### Aim of the exercise
Could you reproduce, exactly as written, every line from the one containing "# the even-odd rule decides holes" through the last line of the records, and nothing else?

### Material provided
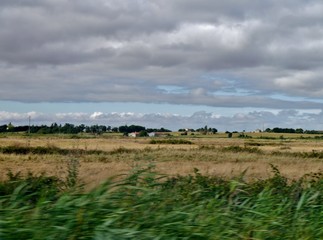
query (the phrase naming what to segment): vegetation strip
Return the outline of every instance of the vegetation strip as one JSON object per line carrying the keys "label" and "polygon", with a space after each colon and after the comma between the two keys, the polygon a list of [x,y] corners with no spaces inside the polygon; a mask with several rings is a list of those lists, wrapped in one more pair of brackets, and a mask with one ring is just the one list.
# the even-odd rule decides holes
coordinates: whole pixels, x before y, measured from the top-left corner
{"label": "vegetation strip", "polygon": [[0,147],[0,153],[3,154],[103,154],[106,153],[101,150],[83,150],[83,149],[62,149],[58,147],[24,147],[24,146],[6,146]]}
{"label": "vegetation strip", "polygon": [[[169,140],[151,140],[150,144],[193,144],[190,141],[184,139],[169,139]],[[241,146],[229,146],[218,148],[215,146],[202,145],[199,147],[200,150],[209,150],[209,151],[222,151],[222,152],[245,152],[251,154],[262,154],[262,155],[271,155],[271,156],[287,156],[295,158],[317,158],[323,159],[322,151],[311,151],[311,152],[280,152],[273,151],[266,153],[257,147],[241,147]],[[111,151],[103,150],[84,150],[84,149],[62,149],[58,147],[26,147],[26,146],[5,146],[0,147],[0,153],[2,154],[17,154],[17,155],[26,155],[26,154],[38,154],[38,155],[100,155],[100,154],[127,154],[127,153],[139,153],[142,151],[147,151],[146,149],[129,149],[125,147],[119,147]],[[155,149],[150,149],[149,151],[158,151]],[[194,150],[193,150],[194,151]]]}
{"label": "vegetation strip", "polygon": [[150,144],[193,144],[193,142],[185,139],[164,139],[164,140],[155,140],[152,139],[149,142]]}
{"label": "vegetation strip", "polygon": [[[153,168],[78,187],[65,180],[8,174],[0,183],[1,239],[322,239],[323,174],[245,182]],[[70,179],[71,178],[71,179]],[[12,235],[14,233],[14,235]]]}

### Exercise answer
# the even-odd rule decides holes
coordinates: whole pixels, x before y, measured from the top-left corner
{"label": "vegetation strip", "polygon": [[0,147],[0,153],[3,154],[103,154],[106,153],[101,150],[83,150],[83,149],[62,149],[58,147],[24,147],[24,146],[6,146]]}
{"label": "vegetation strip", "polygon": [[[169,140],[151,140],[150,144],[193,144],[190,141],[184,139],[169,139]],[[241,146],[229,146],[218,148],[215,146],[202,145],[199,147],[200,150],[209,150],[209,151],[222,151],[222,152],[245,152],[251,154],[262,154],[262,155],[271,155],[271,156],[287,156],[295,158],[317,158],[323,159],[322,151],[311,151],[311,152],[280,152],[273,151],[266,153],[257,147],[241,147]],[[111,151],[103,150],[84,150],[84,149],[62,149],[58,147],[26,147],[26,146],[5,146],[0,147],[0,153],[2,154],[17,154],[17,155],[26,155],[26,154],[38,154],[38,155],[100,155],[100,154],[127,154],[127,153],[139,153],[142,151],[147,151],[146,149],[129,149],[125,147],[119,147]],[[155,149],[150,149],[149,151],[158,151]],[[194,150],[193,150],[194,151]]]}
{"label": "vegetation strip", "polygon": [[150,144],[193,144],[193,142],[185,139],[164,139],[164,140],[155,140],[152,139],[149,142]]}
{"label": "vegetation strip", "polygon": [[[153,168],[78,187],[65,180],[8,174],[0,183],[1,239],[322,239],[323,174],[245,182]],[[70,179],[71,178],[71,179]],[[12,235],[14,233],[14,235]]]}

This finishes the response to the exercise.